2.2.2.  The Problem Now Before Us

   During the expert review necessary for supporting Unicode 7.0.0 for
   use with IDNA, a new code point U+08A1, ARABIC LETTER BEH WITH HAMZA
   ABOVE came in for some scrutiny.  Using versions of Unicode up to and
   including 7.0.0, it is possible to combine ARABIC LETTER BEH (U+0628)
   and ARABIC HAMZA ABOVE (U+0654) to produce a glyph that is
   indistinguishable from the one produced by U+08A1.  But U+08A1 and
   \u'0628'\u'0654' are not canonically equivalent.  (For more
   discussion of this issue, see [I-D.klensin-idna-5892upd-unicode70].)

   Further investigation reveals that there are several similar cases.

**WHAT YOU WILL DO:**
A. Translate this sentence from the IDNA excerpt into French: "Further investigation reveals that there are several similar cases."
B. Reproduce the part of the IDNA excerpt starting at "During the expert" and ending at "several similar cases.".
C. Carry on the IDNA excerpt from its final sentence.

**GIVEN ENTRIES:**

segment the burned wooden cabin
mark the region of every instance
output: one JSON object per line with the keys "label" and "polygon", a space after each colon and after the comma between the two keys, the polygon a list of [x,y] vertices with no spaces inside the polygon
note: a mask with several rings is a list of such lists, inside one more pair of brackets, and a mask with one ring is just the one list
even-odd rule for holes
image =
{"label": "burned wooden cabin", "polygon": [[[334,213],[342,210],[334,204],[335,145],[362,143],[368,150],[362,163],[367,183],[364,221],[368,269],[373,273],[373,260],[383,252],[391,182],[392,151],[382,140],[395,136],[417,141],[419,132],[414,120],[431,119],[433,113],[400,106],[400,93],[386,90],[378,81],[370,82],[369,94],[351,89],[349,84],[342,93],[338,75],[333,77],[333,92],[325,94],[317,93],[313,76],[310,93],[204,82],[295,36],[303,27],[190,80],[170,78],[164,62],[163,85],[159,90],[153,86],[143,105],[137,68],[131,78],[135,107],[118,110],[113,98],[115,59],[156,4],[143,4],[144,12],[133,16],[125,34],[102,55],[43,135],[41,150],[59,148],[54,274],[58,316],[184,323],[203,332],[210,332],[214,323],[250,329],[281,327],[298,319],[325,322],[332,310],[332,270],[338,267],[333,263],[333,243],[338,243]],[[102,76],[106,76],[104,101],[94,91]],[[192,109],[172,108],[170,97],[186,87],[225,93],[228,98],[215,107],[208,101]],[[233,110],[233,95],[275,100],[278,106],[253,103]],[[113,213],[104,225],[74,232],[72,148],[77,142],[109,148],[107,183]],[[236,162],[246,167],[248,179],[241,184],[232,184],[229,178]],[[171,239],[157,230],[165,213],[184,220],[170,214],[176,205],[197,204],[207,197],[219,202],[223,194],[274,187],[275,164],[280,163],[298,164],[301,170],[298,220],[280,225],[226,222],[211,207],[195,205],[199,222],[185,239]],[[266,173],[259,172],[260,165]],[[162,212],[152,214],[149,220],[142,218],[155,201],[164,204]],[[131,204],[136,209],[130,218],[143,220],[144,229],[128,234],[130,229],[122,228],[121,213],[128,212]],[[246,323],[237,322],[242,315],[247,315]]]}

**TASK-BY-TASK RESULTS:**
A. Une étude plus approfondie révèle qu'il existe plusieurs cas similaires.

B.
During the expert review necessary for supporting Unicode 7.0.0 for
   use with IDNA, a new code point U+08A1, ARABIC LETTER BEH WITH HAMZA
   ABOVE came in for some scrutiny.  Using versions of Unicode up to and
   including 7.0.0, it is possible to combine ARABIC LETTER BEH (U+0628)
   and ARABIC HAMZA ABOVE (U+0654) to produce a glyph that is
   indistinguishable from the one produced by U+08A1.  But U+08A1 and
   \u'0628'\u'0654' are not canonically equivalent.  (For more
   discussion of this issue, see [I-D.klensin-idna-5892upd-unicode70].)

   Further investigation reveals that there are several similar cases.

C.
   ARABIC HAMZA ABOVE (U+0654) turns out to be implicated in some cases,
   but not all of them.  There are cases in Latin (see Appendix A for
   examples).  There are certainly cases in other scripts (some examples
   are provided in Appendix A).  The majority of cases all have a
   handful of things in common:

   o  There are at least two forms by which the same glyph is produced.

   o  One of the forms uses a combining sequence and another form is a
      precomposed character, or else one of the forms is a digraph.
      [[CREF1: Is this true?  Are there any cases that don't match it?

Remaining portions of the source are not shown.